TAREFA SOLICITADA :: Transcreva na íntegra, palavra por palavra, o trecho sobre o conflito entre os barraqueiros e a Associação de Empresários na praia de Tourinhos.

------ TRECHO CITADO

Mais uma vez, os conflitos existentes entre os modos de vida e usos da terra marcam as dinâmicas locais. De um lado, os barraqueiros, ameaçados de remoção por pressões ambientais e fundiárias, já que as terras são públicas, lutam para garantir a sua forma de vida e subsistência. De outro lado, a Associação de Empresários, para poder garantir uma melhor exploração turística, busca impedir a permanência dos barraqueiros na praia de Tourinhos, com ou sem plano de reassentamento.

------------
------ DADOS FORNECIDOS

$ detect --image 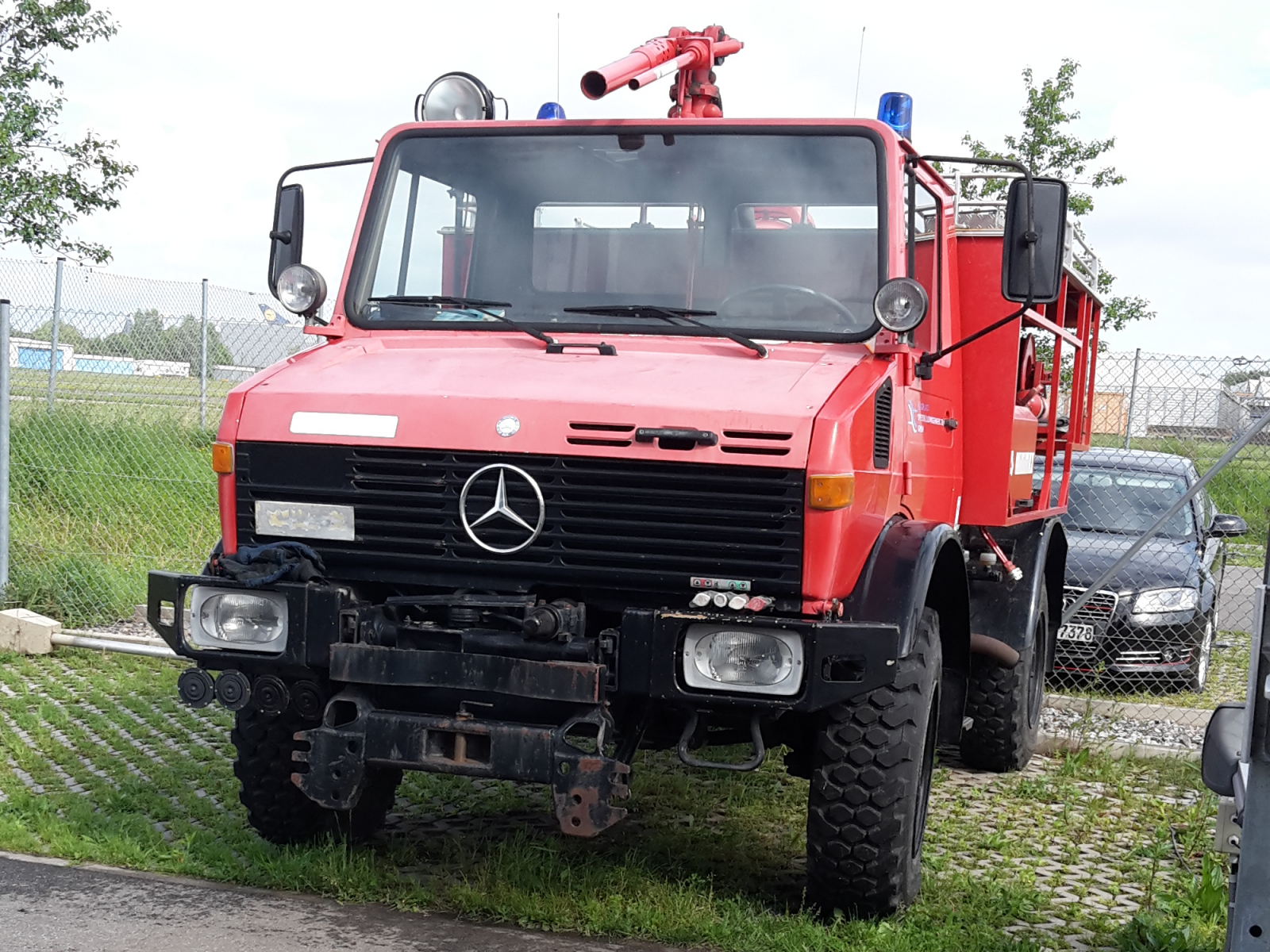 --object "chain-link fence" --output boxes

------------
------ DADOS FORNECIDOS

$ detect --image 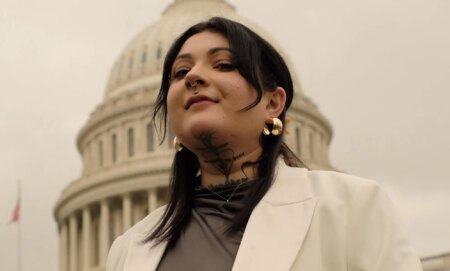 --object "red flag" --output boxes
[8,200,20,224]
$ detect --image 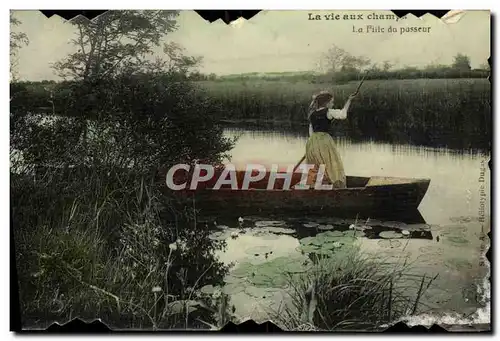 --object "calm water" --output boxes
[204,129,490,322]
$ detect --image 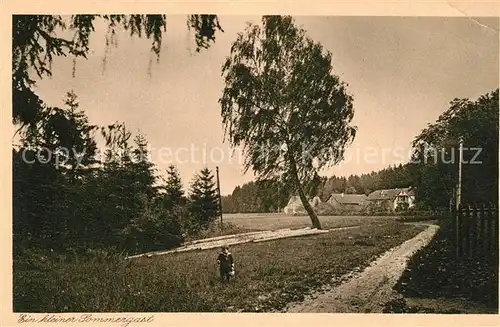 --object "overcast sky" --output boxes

------------
------ DADOS FORNECIDOS

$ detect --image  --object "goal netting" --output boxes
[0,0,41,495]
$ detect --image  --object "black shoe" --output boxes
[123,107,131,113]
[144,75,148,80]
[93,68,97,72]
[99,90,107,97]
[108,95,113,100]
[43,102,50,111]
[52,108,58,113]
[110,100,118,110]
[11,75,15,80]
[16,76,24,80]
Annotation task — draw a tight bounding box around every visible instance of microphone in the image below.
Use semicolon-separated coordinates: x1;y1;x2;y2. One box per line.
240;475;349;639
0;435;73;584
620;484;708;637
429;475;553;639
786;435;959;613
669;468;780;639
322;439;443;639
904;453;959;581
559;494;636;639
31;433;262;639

------------

SOLUÇÃO DA TAREFA ::
Mais uma vez, os conflitos existentes entre os modos de vida e usos da terra marcam as dinâmicas locais. De um lado, os barraqueiros, ameaçados de remoção por pressões ambientais e fundiárias, já que as terras são públicas, lutam para garantir a sua forma de vida e subsistência. De outro lado, a Associação de Empresários, para poder garantir uma melhor exploração turística, busca impedir a permanência dos barraqueiros na praia de Tourinhos, com ou sem plano de reassentamento.